• **INFORMATION SHOWN**:
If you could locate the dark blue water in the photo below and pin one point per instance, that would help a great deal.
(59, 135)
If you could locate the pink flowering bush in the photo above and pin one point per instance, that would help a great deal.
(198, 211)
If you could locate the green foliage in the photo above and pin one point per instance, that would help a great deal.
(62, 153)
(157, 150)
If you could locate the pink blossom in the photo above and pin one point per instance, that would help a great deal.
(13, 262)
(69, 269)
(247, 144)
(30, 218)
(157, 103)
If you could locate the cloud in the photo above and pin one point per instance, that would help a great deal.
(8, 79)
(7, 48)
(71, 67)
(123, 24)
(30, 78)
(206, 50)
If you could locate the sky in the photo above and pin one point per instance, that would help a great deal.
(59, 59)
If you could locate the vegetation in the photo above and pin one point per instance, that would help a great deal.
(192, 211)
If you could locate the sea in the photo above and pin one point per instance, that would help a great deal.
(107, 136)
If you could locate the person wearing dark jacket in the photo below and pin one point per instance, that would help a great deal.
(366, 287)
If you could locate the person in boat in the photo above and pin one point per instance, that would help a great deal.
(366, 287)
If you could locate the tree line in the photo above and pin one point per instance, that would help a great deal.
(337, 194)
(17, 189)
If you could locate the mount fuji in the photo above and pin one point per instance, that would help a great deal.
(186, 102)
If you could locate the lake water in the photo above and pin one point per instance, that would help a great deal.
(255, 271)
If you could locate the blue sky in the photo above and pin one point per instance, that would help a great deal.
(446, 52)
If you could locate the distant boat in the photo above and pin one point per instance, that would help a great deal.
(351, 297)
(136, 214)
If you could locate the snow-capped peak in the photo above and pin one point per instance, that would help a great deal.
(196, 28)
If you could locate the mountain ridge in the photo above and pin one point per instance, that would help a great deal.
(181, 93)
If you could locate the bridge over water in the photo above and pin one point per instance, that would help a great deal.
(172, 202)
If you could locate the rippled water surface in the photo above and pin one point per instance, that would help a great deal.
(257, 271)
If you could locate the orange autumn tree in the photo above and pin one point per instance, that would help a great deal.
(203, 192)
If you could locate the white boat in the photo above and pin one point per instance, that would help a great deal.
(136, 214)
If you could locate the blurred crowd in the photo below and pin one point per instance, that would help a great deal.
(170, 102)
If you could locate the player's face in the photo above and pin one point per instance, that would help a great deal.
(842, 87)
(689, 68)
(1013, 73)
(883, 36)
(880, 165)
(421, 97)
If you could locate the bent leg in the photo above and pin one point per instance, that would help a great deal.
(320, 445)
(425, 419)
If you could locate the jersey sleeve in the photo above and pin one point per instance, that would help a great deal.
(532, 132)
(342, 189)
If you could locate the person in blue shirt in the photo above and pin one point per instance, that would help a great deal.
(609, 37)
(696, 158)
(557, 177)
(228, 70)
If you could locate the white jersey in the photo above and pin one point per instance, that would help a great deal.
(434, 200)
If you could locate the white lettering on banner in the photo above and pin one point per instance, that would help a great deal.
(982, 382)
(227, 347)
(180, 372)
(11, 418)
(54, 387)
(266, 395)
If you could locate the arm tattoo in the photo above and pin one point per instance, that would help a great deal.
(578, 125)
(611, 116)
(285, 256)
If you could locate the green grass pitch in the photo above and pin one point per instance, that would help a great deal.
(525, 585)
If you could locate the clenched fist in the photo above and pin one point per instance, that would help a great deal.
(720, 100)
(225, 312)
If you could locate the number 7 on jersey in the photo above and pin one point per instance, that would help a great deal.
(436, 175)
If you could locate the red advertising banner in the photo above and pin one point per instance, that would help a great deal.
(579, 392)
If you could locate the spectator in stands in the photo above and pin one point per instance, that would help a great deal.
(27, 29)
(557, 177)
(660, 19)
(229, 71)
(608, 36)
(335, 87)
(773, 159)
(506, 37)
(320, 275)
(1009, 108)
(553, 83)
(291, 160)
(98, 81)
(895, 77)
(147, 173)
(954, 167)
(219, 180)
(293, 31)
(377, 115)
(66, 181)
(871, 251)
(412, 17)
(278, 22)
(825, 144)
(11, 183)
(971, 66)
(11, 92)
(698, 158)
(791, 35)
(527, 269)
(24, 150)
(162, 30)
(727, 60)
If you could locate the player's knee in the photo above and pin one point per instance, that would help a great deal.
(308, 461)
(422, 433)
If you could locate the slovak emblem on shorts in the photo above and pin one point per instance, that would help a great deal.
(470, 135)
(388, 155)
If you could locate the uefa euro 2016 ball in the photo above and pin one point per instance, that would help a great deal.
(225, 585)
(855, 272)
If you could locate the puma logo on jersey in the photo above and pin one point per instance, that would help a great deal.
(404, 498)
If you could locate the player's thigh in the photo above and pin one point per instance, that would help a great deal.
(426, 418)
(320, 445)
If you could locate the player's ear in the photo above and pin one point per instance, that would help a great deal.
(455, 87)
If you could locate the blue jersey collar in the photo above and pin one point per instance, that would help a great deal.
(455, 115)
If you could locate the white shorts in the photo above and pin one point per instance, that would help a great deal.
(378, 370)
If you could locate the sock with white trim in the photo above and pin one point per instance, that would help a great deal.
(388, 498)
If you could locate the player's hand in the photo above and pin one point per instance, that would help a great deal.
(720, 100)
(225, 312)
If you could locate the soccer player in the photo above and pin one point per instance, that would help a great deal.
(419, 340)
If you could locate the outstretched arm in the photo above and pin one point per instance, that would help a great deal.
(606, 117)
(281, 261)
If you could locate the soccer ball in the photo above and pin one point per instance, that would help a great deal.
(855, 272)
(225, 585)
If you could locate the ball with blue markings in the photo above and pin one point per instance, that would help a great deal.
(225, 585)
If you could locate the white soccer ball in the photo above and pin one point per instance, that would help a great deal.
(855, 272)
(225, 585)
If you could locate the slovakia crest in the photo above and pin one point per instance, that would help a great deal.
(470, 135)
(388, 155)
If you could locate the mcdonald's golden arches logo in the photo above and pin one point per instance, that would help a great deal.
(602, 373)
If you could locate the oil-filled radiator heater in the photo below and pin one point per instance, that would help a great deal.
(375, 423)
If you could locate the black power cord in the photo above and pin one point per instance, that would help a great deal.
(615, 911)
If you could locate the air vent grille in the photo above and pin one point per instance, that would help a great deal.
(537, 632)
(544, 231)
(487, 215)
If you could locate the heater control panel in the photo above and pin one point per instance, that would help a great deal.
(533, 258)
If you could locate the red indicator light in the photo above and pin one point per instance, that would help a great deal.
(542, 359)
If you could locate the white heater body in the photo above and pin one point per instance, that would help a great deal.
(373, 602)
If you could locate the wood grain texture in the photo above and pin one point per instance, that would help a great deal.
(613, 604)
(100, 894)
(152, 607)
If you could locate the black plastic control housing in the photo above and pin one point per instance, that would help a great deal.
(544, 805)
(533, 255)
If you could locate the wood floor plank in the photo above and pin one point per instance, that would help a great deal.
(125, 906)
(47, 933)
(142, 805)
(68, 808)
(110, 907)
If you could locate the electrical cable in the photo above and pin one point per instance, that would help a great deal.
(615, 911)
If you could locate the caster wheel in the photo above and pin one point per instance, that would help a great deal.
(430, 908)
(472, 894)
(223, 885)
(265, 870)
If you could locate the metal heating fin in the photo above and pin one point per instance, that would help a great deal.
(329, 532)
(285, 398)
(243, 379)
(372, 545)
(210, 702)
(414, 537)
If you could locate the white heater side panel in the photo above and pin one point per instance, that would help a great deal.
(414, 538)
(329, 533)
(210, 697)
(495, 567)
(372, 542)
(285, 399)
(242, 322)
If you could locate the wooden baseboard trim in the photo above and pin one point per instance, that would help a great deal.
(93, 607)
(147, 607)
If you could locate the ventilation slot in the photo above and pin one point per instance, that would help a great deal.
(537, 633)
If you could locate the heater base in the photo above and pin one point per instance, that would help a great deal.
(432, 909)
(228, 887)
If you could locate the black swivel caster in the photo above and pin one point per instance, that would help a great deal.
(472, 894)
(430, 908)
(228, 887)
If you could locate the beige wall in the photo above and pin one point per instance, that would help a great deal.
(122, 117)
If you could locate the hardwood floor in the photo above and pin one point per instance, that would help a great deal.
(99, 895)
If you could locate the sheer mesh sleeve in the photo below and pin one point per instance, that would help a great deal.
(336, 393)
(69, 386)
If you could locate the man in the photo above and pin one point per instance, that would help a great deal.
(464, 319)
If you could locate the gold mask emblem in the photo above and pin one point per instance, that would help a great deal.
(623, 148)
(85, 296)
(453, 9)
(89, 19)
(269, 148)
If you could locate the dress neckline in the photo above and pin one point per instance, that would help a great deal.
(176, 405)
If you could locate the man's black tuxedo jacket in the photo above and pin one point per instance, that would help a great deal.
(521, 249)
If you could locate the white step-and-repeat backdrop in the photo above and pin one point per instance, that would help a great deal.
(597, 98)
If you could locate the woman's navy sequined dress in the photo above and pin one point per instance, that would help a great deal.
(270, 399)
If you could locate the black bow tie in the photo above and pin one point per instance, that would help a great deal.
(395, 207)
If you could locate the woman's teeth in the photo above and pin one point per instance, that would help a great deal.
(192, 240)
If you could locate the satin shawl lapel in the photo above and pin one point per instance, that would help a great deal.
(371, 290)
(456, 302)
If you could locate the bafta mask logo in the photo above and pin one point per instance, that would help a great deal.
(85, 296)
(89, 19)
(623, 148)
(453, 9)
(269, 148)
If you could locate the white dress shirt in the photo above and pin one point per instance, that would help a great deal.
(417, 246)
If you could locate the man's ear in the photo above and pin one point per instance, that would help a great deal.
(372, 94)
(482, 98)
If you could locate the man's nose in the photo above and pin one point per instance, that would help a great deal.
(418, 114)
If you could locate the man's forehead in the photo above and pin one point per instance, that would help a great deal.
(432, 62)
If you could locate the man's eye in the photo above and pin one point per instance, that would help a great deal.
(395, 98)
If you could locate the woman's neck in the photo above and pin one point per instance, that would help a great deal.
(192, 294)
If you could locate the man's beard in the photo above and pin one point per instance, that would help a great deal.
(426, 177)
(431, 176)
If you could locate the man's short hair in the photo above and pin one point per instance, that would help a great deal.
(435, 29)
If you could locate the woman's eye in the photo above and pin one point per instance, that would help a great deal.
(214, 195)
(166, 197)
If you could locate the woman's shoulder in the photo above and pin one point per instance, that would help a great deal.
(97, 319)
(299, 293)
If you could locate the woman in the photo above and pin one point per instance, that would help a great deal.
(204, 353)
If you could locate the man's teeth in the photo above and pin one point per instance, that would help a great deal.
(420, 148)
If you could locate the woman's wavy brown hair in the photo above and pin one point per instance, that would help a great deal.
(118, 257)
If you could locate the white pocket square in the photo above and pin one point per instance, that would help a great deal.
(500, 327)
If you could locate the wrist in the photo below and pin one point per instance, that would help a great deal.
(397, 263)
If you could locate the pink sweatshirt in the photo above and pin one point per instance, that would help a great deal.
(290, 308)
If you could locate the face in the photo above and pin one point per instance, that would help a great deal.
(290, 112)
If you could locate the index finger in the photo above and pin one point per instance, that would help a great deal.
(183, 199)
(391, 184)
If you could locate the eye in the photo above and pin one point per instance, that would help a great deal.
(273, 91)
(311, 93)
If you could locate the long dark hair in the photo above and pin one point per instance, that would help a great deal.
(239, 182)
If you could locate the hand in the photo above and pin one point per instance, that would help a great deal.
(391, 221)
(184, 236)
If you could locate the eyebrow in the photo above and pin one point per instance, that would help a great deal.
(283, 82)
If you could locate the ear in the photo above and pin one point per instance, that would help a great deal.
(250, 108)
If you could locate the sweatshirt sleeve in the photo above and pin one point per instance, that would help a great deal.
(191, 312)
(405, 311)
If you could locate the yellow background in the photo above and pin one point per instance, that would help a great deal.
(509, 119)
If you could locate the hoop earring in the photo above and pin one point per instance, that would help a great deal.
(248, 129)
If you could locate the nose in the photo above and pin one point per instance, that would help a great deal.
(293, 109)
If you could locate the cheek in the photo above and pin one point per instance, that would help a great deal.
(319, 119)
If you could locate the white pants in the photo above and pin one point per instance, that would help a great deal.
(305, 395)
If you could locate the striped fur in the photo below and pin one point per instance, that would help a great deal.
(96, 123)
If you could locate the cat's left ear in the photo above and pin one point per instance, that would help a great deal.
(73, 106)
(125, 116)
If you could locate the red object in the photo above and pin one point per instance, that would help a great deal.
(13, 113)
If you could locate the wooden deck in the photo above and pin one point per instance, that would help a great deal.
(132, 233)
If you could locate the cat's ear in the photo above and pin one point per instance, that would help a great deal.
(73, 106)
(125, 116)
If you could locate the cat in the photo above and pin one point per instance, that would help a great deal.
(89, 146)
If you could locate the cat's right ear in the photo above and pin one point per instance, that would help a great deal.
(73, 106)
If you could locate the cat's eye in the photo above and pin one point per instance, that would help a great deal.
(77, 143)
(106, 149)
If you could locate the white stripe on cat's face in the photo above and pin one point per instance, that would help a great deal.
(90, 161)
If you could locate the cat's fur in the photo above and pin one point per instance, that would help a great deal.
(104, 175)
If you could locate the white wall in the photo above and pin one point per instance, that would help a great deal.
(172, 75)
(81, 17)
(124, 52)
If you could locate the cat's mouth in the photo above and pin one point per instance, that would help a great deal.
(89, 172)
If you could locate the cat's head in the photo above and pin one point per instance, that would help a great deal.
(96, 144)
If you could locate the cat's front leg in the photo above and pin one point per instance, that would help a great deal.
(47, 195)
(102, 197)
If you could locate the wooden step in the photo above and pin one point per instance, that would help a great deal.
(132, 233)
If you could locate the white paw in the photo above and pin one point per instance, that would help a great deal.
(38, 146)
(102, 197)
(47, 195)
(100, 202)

• **PROMPT**: Write the lines out exactly, from the one with "If you could locate the cat's eye" down to the last line of the listing, and leave out all others.

• **OUTPUT**:
If you could locate the cat's eye in the photo above and pin one point per instance, that would help a great deal.
(77, 143)
(106, 149)
If you could locate the white stripe on cat's face in the photo above and pin one point per instance, that would help a great deal.
(90, 161)
If you could locate the cat's fur in the photo above and pin one point per instance, that would help a great deal.
(104, 175)
If you could locate the white wall in the photo above and pin one point per instance, that would help a great deal.
(172, 75)
(81, 17)
(124, 52)
If you could locate the cat's mouth in the photo above and pin one point per instance, that would help a great deal.
(89, 172)
If you could locate the cat's head in the photo above and pin one point per instance, that would help a great deal.
(96, 144)
If you could locate the cat's front leg in the photo above and pin one point per instance, that would help a great deal.
(47, 195)
(102, 197)
If you could locate the wooden step in the photo above and pin one point per instance, that would help a great deal.
(132, 233)
If you could locate the white paw in the photo above and pin one point per instance, that would help a great deal.
(38, 146)
(102, 197)
(47, 195)
(100, 202)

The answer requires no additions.